[begin Source passage]

Studio 11
- Industry: Recording Studio
- Founded: Chicago, Illinois 1996
- Founder: Alex Gross; Dan Scalpone;
- Headquarters: Chicago
- Key people: Alex Gross; Dan Scalpone;
- Website: studio11chicago.com

= Studio 11 =

Chicago recording studio

Studio 11 is a recording studio in Chicago which began in 1996. Best known for hip hop, duranguense, gangsta rap, and house music styles, Studio 11 has recorded, mixed, and mastered over 35,000 songs.

==History==

===Early history===
Studio 11 was initially opened in a coach house building at 11 East Superior Street by Alex Gross and Dan Scalpone, while students of sound engineering at Columbia College in Chicago. By 1999, the studio had expanded to the top floor at 209 W. Lake St. with two music studios accommodating a larger volume of recording. Early adaptation of digital technology, established Studio 11 as a premiere destination for recording rap and electronic music, highlighted by the early works of Kanye West, Lupe Fiasco, Yung Berg, and Crucial Conflict in addtion to recent recordings with Rockie Fresh, Cashis, and French rapper Gradur.

[end Source passage]
[begin Dataset excerpt]

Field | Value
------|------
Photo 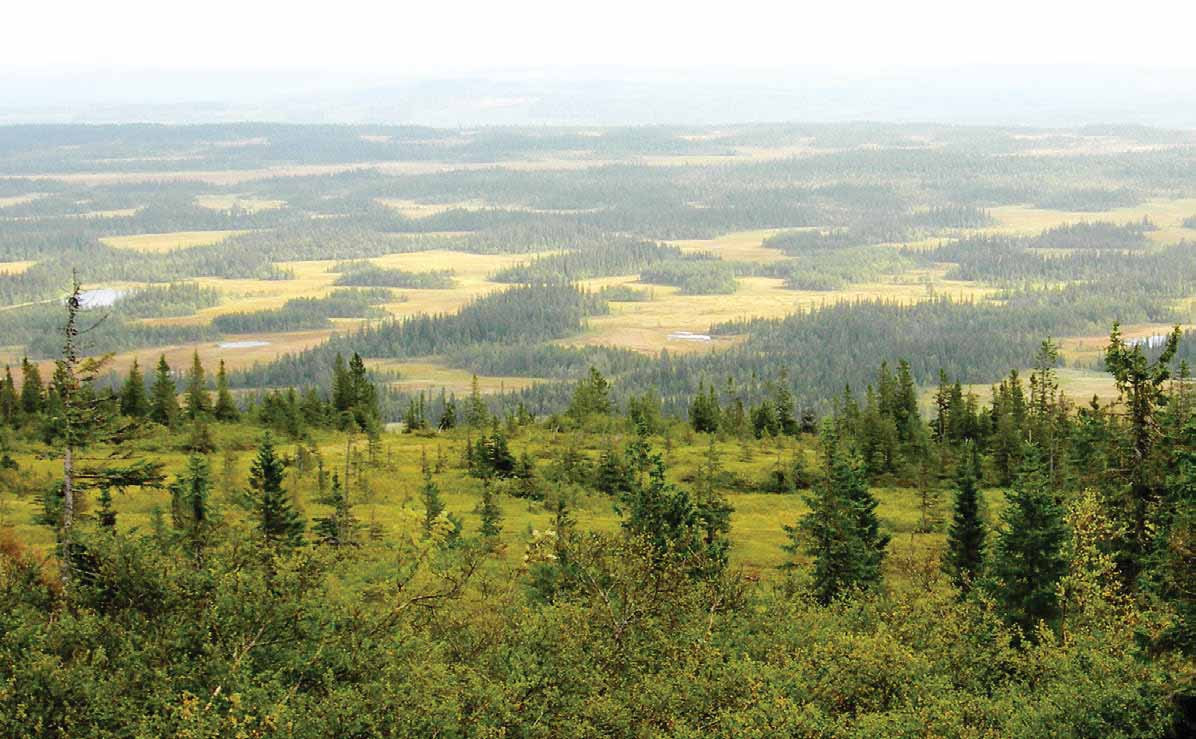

[end Dataset excerpt]

§ What this exercise asks
**a.** Name every music style that the Studio 11 article says the studio is best known for.
**b.** Set down the part of the Studio 11 article that begins at the words "Chicago recording studio" and stops after the words "French rapper Gradur.", keeping it word for word.

§ Full solutions
**a.** hip hop, duranguense, gangsta rap, house music

**b.**
Chicago recording studio

Studio 11 is a recording studio in Chicago which began in 1996. Best known for hip hop, duranguense, gangsta rap, and house music styles, Studio 11 has recorded, mixed, and mastered over 35,000 songs.

==History==

===Early history===
Studio 11 was initially opened in a coach house building at 11 East Superior Street by Alex Gross and Dan Scalpone, while students of sound engineering at Columbia College in Chicago. By 1999, the studio had expanded to the top floor at 209 W. Lake St. with two music studios accommodating a larger volume of recording. Early adaptation of digital technology, established Studio 11 as a premiere destination for recording rap and electronic music, highlighted by the early works of Kanye West, Lupe Fiasco, Yung Berg, and Crucial Conflict in addtion to recent recordings with Rockie Fresh, Cashis, and French rapper Gradur.